Here are some records. Copy each one exactly.
========
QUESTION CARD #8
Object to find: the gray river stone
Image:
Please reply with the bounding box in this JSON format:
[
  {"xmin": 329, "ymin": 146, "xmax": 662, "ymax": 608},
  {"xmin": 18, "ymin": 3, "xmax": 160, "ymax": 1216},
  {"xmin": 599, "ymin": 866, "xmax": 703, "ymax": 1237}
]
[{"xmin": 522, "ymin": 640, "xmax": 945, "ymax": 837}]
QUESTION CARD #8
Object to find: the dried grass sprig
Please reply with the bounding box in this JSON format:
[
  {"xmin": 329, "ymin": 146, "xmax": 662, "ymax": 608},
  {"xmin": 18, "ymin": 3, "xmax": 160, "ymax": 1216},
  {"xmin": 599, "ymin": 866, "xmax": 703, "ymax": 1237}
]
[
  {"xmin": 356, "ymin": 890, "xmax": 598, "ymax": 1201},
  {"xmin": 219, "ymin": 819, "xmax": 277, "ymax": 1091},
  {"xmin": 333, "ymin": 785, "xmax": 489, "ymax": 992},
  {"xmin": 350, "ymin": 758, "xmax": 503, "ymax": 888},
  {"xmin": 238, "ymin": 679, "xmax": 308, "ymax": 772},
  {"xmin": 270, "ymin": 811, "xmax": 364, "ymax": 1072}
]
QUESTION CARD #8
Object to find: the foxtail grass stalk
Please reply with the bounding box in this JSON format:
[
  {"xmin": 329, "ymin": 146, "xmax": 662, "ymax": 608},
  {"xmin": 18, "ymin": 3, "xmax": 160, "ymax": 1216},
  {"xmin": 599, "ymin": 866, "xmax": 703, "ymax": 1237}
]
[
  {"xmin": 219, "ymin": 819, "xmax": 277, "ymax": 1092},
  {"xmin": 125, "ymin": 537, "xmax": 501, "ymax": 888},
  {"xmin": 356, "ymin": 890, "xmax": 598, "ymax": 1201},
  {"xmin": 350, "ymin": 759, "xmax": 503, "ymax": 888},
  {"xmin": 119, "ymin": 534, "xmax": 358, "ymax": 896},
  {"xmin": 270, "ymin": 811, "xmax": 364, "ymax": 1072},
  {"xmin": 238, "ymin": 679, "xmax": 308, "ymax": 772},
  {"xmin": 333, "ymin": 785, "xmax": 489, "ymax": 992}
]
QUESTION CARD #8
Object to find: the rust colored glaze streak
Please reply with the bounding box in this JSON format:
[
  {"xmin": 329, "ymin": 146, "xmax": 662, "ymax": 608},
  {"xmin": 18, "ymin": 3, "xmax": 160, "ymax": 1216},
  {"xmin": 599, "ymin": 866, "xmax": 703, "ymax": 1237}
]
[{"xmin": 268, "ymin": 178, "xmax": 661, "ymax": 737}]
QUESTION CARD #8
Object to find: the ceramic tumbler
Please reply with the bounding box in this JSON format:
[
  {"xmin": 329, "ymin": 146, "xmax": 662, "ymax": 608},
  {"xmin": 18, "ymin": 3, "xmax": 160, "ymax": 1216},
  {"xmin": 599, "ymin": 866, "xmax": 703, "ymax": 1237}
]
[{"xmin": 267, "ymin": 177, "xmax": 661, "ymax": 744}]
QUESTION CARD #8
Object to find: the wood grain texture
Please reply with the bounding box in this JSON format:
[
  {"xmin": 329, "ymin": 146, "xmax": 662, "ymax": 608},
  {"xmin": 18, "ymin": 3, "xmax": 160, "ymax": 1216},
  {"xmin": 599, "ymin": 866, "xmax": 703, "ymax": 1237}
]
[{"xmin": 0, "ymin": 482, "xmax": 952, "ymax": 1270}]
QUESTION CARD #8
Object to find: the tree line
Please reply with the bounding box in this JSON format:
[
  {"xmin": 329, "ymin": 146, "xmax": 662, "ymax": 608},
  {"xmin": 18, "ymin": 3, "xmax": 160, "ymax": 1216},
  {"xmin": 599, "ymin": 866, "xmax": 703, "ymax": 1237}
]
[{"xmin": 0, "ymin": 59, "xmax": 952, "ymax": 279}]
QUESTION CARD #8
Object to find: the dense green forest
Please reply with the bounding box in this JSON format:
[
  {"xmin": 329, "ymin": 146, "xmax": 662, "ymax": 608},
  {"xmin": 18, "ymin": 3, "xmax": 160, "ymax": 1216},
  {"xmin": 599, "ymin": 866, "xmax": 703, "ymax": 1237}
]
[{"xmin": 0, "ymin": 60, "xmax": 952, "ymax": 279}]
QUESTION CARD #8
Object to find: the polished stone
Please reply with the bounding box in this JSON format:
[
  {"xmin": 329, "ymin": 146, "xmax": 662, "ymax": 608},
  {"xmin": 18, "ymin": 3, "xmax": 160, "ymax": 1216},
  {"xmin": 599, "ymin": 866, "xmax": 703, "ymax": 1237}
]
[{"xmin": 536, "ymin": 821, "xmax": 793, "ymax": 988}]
========
Reply →
QUESTION CARD #8
Object to find: the gray river stone
Image:
Please reply with the bounding box in this JSON format:
[
  {"xmin": 329, "ymin": 146, "xmax": 662, "ymax": 608},
  {"xmin": 18, "ymin": 3, "xmax": 160, "ymax": 1216},
  {"xmin": 599, "ymin": 866, "xmax": 703, "ymax": 1237}
]
[{"xmin": 522, "ymin": 640, "xmax": 945, "ymax": 837}]
QUESTION CARD #8
Object to find: the dried grass sprig
Please reply with the bounding box in this JSON format:
[
  {"xmin": 329, "ymin": 146, "xmax": 662, "ymax": 608},
  {"xmin": 18, "ymin": 3, "xmax": 160, "ymax": 1216},
  {"xmin": 599, "ymin": 866, "xmax": 703, "ymax": 1237}
]
[
  {"xmin": 356, "ymin": 890, "xmax": 598, "ymax": 1201},
  {"xmin": 219, "ymin": 819, "xmax": 277, "ymax": 1091},
  {"xmin": 333, "ymin": 785, "xmax": 489, "ymax": 992},
  {"xmin": 350, "ymin": 758, "xmax": 503, "ymax": 888},
  {"xmin": 238, "ymin": 679, "xmax": 308, "ymax": 772},
  {"xmin": 270, "ymin": 811, "xmax": 364, "ymax": 1072}
]
QUESTION CARD #8
Object to find: the foxtail grass stalk
Please reply with the bounding box in this JSON format:
[
  {"xmin": 329, "ymin": 146, "xmax": 662, "ymax": 608},
  {"xmin": 18, "ymin": 3, "xmax": 160, "ymax": 1216},
  {"xmin": 599, "ymin": 866, "xmax": 703, "ymax": 1237}
]
[
  {"xmin": 219, "ymin": 819, "xmax": 277, "ymax": 1092},
  {"xmin": 125, "ymin": 537, "xmax": 501, "ymax": 888},
  {"xmin": 356, "ymin": 890, "xmax": 598, "ymax": 1201},
  {"xmin": 350, "ymin": 759, "xmax": 503, "ymax": 888},
  {"xmin": 119, "ymin": 534, "xmax": 358, "ymax": 896},
  {"xmin": 270, "ymin": 811, "xmax": 364, "ymax": 1072},
  {"xmin": 238, "ymin": 679, "xmax": 308, "ymax": 772},
  {"xmin": 333, "ymin": 785, "xmax": 489, "ymax": 992}
]
QUESTION CARD #8
Object to find: the rust colored glaze streak
Please reply with the bounding box in this JSON format:
[
  {"xmin": 329, "ymin": 146, "xmax": 662, "ymax": 608},
  {"xmin": 18, "ymin": 3, "xmax": 160, "ymax": 1216},
  {"xmin": 599, "ymin": 866, "xmax": 703, "ymax": 1237}
]
[{"xmin": 268, "ymin": 178, "xmax": 661, "ymax": 737}]
QUESTION CARD #8
Object to find: the ceramic tumbler
Please reply with the bounding box in this JSON format:
[
  {"xmin": 329, "ymin": 146, "xmax": 662, "ymax": 608},
  {"xmin": 18, "ymin": 3, "xmax": 160, "ymax": 1216},
  {"xmin": 599, "ymin": 866, "xmax": 703, "ymax": 1237}
]
[{"xmin": 267, "ymin": 177, "xmax": 661, "ymax": 744}]
QUESTION CARD #8
Object to find: the wood grain texture
Please reply with the bounding box in this JSON format:
[
  {"xmin": 329, "ymin": 146, "xmax": 662, "ymax": 608},
  {"xmin": 18, "ymin": 3, "xmax": 160, "ymax": 1216},
  {"xmin": 599, "ymin": 866, "xmax": 703, "ymax": 1237}
]
[{"xmin": 0, "ymin": 482, "xmax": 952, "ymax": 1270}]
QUESTION CARD #8
Object to find: the tree line
Please reply with the bounding box in this JSON format:
[
  {"xmin": 329, "ymin": 146, "xmax": 662, "ymax": 608},
  {"xmin": 18, "ymin": 3, "xmax": 160, "ymax": 1216},
  {"xmin": 599, "ymin": 866, "xmax": 703, "ymax": 1237}
]
[{"xmin": 0, "ymin": 59, "xmax": 952, "ymax": 279}]
QUESTION CARD #8
Object to find: the dense green forest
Please reply with the bounding box in this JSON format:
[
  {"xmin": 329, "ymin": 146, "xmax": 662, "ymax": 608},
  {"xmin": 18, "ymin": 3, "xmax": 160, "ymax": 1216},
  {"xmin": 599, "ymin": 866, "xmax": 703, "ymax": 1237}
]
[{"xmin": 0, "ymin": 60, "xmax": 952, "ymax": 279}]
QUESTION CARD #8
Object to find: the polished stone
Please reply with the bounding box in this JSON format:
[
  {"xmin": 329, "ymin": 146, "xmax": 662, "ymax": 608},
  {"xmin": 18, "ymin": 3, "xmax": 160, "ymax": 1216},
  {"xmin": 599, "ymin": 866, "xmax": 703, "ymax": 1237}
]
[{"xmin": 536, "ymin": 821, "xmax": 793, "ymax": 988}]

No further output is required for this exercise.